Work item
This exercise calls for the records to be repeated in full, exactly as written.
↓
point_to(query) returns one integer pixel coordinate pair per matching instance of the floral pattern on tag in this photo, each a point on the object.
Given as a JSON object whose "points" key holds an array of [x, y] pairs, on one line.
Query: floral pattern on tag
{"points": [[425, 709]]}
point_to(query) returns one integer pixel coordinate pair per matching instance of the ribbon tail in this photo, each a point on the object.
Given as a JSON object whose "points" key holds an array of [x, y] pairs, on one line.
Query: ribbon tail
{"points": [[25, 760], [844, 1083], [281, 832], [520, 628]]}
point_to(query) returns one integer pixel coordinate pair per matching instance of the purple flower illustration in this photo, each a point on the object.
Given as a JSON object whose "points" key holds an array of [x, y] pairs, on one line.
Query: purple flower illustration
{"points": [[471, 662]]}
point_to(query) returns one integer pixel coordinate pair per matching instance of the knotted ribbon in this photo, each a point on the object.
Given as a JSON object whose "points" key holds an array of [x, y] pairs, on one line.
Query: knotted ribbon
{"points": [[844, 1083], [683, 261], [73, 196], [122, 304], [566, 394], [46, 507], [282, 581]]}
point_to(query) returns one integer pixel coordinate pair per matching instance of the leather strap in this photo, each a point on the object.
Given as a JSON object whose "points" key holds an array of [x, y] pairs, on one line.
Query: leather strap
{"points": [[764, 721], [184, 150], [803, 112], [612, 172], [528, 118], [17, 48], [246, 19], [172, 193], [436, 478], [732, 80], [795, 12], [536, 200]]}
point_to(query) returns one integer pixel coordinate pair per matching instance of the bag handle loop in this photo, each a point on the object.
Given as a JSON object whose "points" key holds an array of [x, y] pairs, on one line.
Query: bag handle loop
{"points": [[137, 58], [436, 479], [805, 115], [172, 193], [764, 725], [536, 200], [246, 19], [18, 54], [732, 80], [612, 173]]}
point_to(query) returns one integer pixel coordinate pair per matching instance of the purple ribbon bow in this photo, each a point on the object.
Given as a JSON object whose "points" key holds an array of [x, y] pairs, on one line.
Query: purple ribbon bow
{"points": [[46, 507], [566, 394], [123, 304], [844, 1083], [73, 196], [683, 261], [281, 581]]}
↑
Answer section
point_to(query) returns one integer pixel coordinate pair per matching instance of the floral pattern on tag in this photo, each a point on the object.
Given as a JSON object whose "points" key holds an array of [x, y] pairs, on one line.
Query: floral pattern on tag
{"points": [[425, 709]]}
point_to(query) returns one integer pixel coordinate pair per matching instance of the ribbon tail in this photo, each a point on the object.
Given as a JSON object whose "points" key holds an array of [x, y] pairs, on one line.
Query: ribbon tail
{"points": [[25, 760], [844, 1083], [281, 832], [520, 628]]}
point_to(query) returns one integer pixel coordinate pair per matching instance of the purple flower illustration in this photo, each a point on the object.
Given as a JSON object whose "points" key holds an array of [x, y] pairs, on one line.
Query: purple flower illustration
{"points": [[471, 662]]}
point_to(query) returns one integer pixel coordinate pair per matching instance of the knotted ribbon in this photo, each a point on the object.
Given as a JSON object whose "points" key holds an array of [x, y] pairs, on one line.
Query: knotted ribbon
{"points": [[844, 1083], [683, 261], [73, 196], [122, 304], [566, 394], [46, 507], [282, 581]]}
point_to(query) returns one integer pixel coordinate pair per matching instance of the leather strap in this photo, each a point on the object.
Given as a JSON object whose "points" key holds an array of [x, y] pairs, on one line.
Query: leather strap
{"points": [[764, 721], [184, 150], [803, 112], [612, 172], [528, 118], [17, 48], [246, 19], [172, 193], [436, 478], [732, 80], [795, 12], [536, 200]]}
point_to(query) returns one integer pixel coordinate pair per matching instance of the bag handle loop in this photo, each a point on the object.
Given as a JSON object whose "points" key holds an array of [x, y] pairs, on one line.
Query: bag handle loop
{"points": [[137, 58], [436, 479], [805, 115], [172, 193], [764, 725], [536, 200], [246, 19], [18, 54], [732, 80], [612, 173]]}
point_to(query) returns one integer pixel coordinate pair per matching instance of the purple ribbon bow in this photo, each a point on the object.
Given as a JSON object whose "points" key holds an array of [x, y] pairs, on one line.
Query: purple ribbon bow
{"points": [[46, 507], [566, 394], [123, 304], [844, 1083], [73, 196], [683, 261], [281, 581]]}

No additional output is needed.